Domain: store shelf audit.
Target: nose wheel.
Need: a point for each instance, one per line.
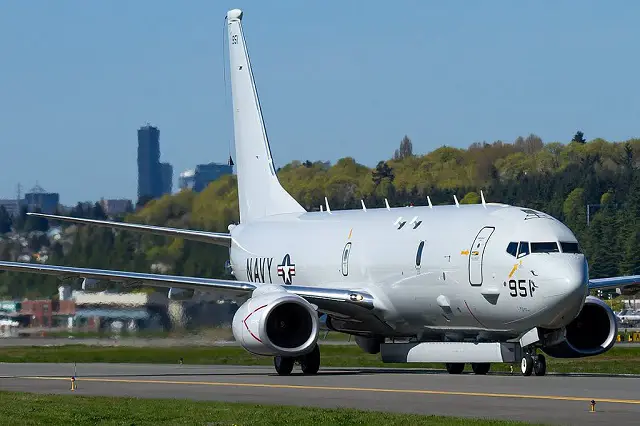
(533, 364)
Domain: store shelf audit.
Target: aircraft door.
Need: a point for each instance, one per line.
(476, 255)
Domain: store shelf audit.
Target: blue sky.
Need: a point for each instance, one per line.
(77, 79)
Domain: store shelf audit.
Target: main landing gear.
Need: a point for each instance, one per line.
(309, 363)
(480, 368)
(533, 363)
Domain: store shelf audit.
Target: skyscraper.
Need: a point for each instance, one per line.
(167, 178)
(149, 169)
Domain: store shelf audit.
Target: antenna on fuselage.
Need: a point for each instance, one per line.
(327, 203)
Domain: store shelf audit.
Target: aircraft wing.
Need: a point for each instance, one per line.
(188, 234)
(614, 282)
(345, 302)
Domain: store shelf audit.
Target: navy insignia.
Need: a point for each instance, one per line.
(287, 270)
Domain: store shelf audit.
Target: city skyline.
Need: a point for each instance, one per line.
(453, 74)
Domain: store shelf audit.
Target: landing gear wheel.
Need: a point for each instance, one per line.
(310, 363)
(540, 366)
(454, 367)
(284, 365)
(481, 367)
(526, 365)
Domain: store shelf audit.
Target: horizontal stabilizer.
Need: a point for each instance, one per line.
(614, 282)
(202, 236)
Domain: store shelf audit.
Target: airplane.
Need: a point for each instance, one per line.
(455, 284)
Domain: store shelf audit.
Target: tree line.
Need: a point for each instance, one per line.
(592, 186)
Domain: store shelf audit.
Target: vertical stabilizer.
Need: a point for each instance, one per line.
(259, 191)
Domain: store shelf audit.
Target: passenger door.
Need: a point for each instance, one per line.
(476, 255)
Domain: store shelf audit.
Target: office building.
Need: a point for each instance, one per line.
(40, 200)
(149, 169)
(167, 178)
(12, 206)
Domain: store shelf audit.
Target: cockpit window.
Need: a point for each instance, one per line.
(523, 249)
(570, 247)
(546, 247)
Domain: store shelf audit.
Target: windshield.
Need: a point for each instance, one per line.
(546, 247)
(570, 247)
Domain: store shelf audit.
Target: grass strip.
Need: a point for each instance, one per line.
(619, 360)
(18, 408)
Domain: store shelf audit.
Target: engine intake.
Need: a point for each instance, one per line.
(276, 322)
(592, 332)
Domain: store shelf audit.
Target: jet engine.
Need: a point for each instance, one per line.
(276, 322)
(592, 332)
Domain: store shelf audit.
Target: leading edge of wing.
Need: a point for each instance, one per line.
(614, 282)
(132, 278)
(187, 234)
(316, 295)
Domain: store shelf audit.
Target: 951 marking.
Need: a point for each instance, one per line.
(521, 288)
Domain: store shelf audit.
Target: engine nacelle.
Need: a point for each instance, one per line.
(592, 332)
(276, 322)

What to work on: Print out the whole of the material word for word, without pictures.

Solution for this exercise:
Domain: store shelf audit.
Target: nose wheel.
Need: a point for each instance, one per line.
(533, 364)
Domain: store shelf audit.
Target: aircraft door.
Need: a point for each instance, one per line.
(476, 255)
Domain: store shelf audit.
Target: blue sky.
Need: a point for each instance, one per line.
(77, 79)
Domain: store shelf audit.
Target: main landing gear.
Need: a point for each instance, one per line.
(309, 363)
(480, 368)
(533, 363)
Domain: store shelf audit.
Target: skyscraper.
Need: a point for each instance, one per line.
(167, 178)
(149, 169)
Domain: store shelf audit.
Target: antenna on fuselage.
Need: a point for each instance, one per line.
(327, 203)
Domain: store shelf audit.
Target: aircraft wing.
Need: a point for each instance, one per line.
(188, 234)
(614, 282)
(345, 302)
Domain: store shelf audit.
Target: navy insignia.
Need: a point for each instance, one per line.
(287, 270)
Domain: store shelf audit.
Target: city skyline.
Need: a point for each instance, one per line.
(453, 74)
Domain: store shelf audit.
Target: landing gear wheel.
Need: a point for each instance, one per line.
(310, 363)
(540, 366)
(454, 367)
(284, 365)
(481, 367)
(526, 365)
Domain: store shelf audit.
Target: horizontal stabilizer.
Need: a point for each instance, one per line.
(614, 282)
(202, 236)
Domain: store shelf audit.
Target: airplane.
Need: a point for each instance, one per line.
(455, 284)
Domain: store shelf audit.
Target: tree line.
Need: a point for each instance, one per line.
(592, 186)
Domain: store shelf audit.
Target: vertical stabilizer.
Need: a point for each instance, one per line.
(259, 191)
Domain: store shelf audit.
Target: passenger door.
Need: a point for each instance, one per line.
(476, 255)
Domain: store shelf audit.
Target: office building.
Need: a point for each instance, one per line.
(40, 200)
(149, 169)
(167, 178)
(12, 206)
Domain: store shelf audit.
Target: cockpit window.
Need: a point for each instance, one per line.
(523, 249)
(570, 247)
(546, 247)
Domain: store shelf audit.
Target: windshield.
Need: a point for each instance, one per line.
(546, 247)
(570, 247)
Domain: store shelf audit.
Target: grass strip.
Need: a point for each instance, one per line.
(619, 360)
(18, 408)
Domain: store shelf audit.
Target: engine intake.
Need: a point for each instance, one per line.
(276, 322)
(592, 332)
Domain: store shelf audit.
Target: jet engine.
Need: a point for each instance, one per line.
(276, 322)
(592, 332)
Domain: store shelf audit.
Target: leading edge of wing.
Need: a point for each instance, one per line.
(614, 282)
(132, 278)
(187, 234)
(316, 295)
Domain: store shelf audit.
Target: 951 marking.
Need: a point for each instance, one per line.
(521, 288)
Domain: store shelf audit.
Target: engine nacelle.
Need: a point for each instance, one per line.
(592, 332)
(276, 322)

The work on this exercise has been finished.